= Exercise task 1 =
Report each line of the listing that contains the string "green", matching case exactly.

= = = =

The popular methods used in modeling the deep crustal and lithospheric structure of the marginal sea and oceanic ridges are gravity and seismic methods,the latter of which is much more reliable and precise. The main techniques are passive source tomography and active source reflection and refraction experiments for the seismic method. The passive source tomography is mainly based on surface waves observation and has low accuracy and resolution due to the lack of stations in the oceanic basin. Deploying broadband ocean bottom seismometers(OBSs)on the seabed for long-term observation of earthquakes is an effective method to study the oceanic crustal and lithospheric structures by accumulating data for 3D tomography of one area or by using a single-station observed teleseismic data to model 1D structures beneath the station. For example,the teleseismic S wave splitting technique and receiver functions are used to invert the lithospheric anisotropy and the S wave velocity structure beneath the station,respectively. In recent years,broadband OBS observations in the sea basin in the South China Sea(SCS)have been conducted,resulting in the accumulation of certain volume data and achievement of some concrete results(Ruan et al.,2012; Liu et al.,2014). However,a teleseismic receiver functions inversion method has not been popularly used in lithospheric structures. It is documented that a teleseismic receiver functions inversion method based on OBS passive observation data has scarcely been used or mentioned by researchers(Menke et al.,2005). The technique has problems that are possibly related to various aspects,such as abyssal ooze,the height of the sphere shelf feet from the seabed,and the ocean bottom currents,which result in the observed P-wave amplitude and S-wave receiving effectiveness,and signal-to-noise ratios are different from those observed on the continental bedrock. Therefore,it is necessary to study the OBS receiver functions inversion method intensively. In this paper,we present the lithospheric S wave velocity structures beneath three stations at the southwestern subbasin in the SCS using the OBS receiver functions method,based on the observed teleseismic data from Dec. 2010 to Mar. 2011 obtained using a Chinese domestically I-4C type broadband OBS successfully(3 stations are shown in Fig. 1).

= = = =

= Exercise task 2 =
According to the passage on ocean bottom seismometers in the South China Sea, over what period was the teleseismic data observed?

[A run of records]
= = = =

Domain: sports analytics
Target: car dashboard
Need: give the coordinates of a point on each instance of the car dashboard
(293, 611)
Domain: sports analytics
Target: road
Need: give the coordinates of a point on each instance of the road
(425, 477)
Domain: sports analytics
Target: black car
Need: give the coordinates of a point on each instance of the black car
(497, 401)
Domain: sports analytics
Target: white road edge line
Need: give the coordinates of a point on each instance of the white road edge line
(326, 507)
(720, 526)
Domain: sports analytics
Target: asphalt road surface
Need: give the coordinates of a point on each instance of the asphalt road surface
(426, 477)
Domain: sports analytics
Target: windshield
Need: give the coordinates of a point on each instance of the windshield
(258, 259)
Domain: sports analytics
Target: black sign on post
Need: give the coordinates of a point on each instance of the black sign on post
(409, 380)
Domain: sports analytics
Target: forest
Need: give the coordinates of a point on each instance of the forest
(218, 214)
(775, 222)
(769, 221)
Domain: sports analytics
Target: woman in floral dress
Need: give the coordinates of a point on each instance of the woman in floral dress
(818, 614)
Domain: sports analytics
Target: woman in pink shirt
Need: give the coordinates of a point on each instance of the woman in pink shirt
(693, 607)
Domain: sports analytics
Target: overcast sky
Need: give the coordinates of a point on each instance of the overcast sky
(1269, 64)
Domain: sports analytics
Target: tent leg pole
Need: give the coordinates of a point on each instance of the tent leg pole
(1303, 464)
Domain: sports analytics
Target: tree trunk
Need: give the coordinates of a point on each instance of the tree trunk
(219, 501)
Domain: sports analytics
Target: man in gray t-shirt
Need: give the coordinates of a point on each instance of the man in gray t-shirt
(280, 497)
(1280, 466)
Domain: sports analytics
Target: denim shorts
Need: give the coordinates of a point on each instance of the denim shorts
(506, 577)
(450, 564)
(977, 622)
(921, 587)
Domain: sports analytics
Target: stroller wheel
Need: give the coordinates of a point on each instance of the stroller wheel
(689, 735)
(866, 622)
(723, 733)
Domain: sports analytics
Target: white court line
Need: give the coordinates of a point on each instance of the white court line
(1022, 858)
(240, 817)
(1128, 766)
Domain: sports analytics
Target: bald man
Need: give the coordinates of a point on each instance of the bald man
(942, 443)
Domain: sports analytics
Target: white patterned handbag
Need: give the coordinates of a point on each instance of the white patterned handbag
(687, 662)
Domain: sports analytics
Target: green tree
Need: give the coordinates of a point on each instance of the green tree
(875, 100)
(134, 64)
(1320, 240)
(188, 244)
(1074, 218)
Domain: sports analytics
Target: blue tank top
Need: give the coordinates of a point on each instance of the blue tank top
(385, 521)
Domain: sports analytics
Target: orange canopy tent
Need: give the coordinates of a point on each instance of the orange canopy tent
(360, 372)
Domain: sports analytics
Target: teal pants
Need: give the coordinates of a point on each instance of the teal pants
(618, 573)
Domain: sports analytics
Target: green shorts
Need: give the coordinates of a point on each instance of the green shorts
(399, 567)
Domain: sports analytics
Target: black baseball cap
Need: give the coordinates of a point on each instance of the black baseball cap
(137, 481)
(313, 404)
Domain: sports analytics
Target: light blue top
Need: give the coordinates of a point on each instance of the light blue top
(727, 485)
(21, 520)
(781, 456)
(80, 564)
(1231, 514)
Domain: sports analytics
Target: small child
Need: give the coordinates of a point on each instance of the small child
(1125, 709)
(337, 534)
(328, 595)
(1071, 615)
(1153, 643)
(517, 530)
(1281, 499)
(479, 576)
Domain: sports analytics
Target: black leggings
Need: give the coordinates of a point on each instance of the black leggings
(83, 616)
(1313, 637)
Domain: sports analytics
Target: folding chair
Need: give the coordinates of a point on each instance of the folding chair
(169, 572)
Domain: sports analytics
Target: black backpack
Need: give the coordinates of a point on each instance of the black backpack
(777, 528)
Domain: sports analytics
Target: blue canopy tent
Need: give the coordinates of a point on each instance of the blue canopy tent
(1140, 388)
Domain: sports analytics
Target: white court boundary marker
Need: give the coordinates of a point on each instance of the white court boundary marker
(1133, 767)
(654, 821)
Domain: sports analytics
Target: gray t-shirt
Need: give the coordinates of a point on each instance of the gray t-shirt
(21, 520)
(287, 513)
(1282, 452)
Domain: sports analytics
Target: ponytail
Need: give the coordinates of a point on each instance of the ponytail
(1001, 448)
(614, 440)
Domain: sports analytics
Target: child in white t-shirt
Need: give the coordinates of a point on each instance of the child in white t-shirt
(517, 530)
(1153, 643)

= = = =

= Correct output 1 =
Target: green tree
Need: give the coordinates of a point on each instance of the green tree
Target: green shorts
Need: give the coordinates of a point on each instance of the green shorts

= Correct output 2 =
From Dec. 2010 to Mar. 2011.